*** Opening of Data extract ***
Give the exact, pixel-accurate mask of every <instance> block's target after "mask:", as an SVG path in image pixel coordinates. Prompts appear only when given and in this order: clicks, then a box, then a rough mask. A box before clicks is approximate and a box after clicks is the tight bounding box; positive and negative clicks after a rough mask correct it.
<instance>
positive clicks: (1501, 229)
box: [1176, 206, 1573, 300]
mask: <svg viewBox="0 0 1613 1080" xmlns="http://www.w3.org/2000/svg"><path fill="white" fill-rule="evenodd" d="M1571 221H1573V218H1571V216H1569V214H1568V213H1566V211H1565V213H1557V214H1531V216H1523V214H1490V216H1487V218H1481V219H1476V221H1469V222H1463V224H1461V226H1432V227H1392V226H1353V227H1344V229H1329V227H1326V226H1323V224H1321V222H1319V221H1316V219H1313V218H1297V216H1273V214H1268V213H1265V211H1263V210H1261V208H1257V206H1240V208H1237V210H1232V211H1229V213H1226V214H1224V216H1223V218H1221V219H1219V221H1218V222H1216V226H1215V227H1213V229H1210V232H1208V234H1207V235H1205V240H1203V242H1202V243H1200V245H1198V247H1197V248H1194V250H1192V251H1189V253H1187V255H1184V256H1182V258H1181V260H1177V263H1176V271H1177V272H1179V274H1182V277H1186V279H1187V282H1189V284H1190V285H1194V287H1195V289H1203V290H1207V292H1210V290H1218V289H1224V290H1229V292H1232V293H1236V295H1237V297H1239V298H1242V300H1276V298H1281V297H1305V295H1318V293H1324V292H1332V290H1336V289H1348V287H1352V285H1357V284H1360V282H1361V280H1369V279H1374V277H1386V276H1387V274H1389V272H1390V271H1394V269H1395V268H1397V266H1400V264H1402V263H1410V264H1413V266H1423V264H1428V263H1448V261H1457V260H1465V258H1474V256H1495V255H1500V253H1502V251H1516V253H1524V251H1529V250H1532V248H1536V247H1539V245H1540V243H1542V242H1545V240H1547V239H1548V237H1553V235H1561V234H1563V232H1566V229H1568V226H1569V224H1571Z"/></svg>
*** Close of Data extract ***
* **Your task**
Reproduce all of the items above exactly, character for character.

* **Answer to this task**
Give the exact, pixel-accurate mask of every <instance> block's target after "mask:", as an SVG path in image pixel coordinates. Prompts appear only when given and in this order: clicks, then a box, then a rough mask. A box before clicks is approximate and a box after clicks is the tight bounding box; positive and negative clicks after a rough mask correct it.
<instance>
positive clicks: (1501, 229)
box: [1176, 206, 1573, 300]
mask: <svg viewBox="0 0 1613 1080" xmlns="http://www.w3.org/2000/svg"><path fill="white" fill-rule="evenodd" d="M1571 221H1573V218H1571V216H1569V214H1568V213H1566V211H1565V213H1557V214H1531V216H1523V214H1490V216H1487V218H1481V219H1476V221H1469V222H1463V224H1461V226H1432V227H1392V226H1353V227H1344V229H1329V227H1326V226H1323V224H1321V222H1319V221H1316V219H1313V218H1297V216H1273V214H1268V213H1265V211H1263V210H1261V208H1257V206H1240V208H1237V210H1232V211H1229V213H1226V214H1224V216H1223V218H1221V219H1219V221H1218V222H1216V226H1215V227H1213V229H1210V232H1208V234H1207V235H1205V240H1203V242H1202V243H1200V245H1198V247H1197V248H1194V250H1192V251H1189V253H1187V255H1184V256H1182V258H1181V260H1177V263H1176V271H1177V272H1179V274H1182V277H1186V279H1187V282H1189V284H1190V285H1194V287H1195V289H1203V290H1207V292H1210V290H1218V289H1224V290H1229V292H1232V293H1236V295H1237V297H1239V298H1242V300H1276V298H1281V297H1305V295H1318V293H1324V292H1332V290H1336V289H1348V287H1352V285H1357V284H1360V282H1361V280H1369V279H1374V277H1386V276H1387V274H1389V272H1390V271H1394V269H1395V268H1397V266H1400V264H1402V263H1410V264H1413V266H1423V264H1428V263H1448V261H1457V260H1465V258H1474V256H1495V255H1500V253H1502V251H1516V253H1524V251H1529V250H1532V248H1536V247H1539V245H1540V243H1542V242H1545V240H1547V239H1548V237H1553V235H1561V234H1563V232H1566V229H1568V226H1569V224H1571Z"/></svg>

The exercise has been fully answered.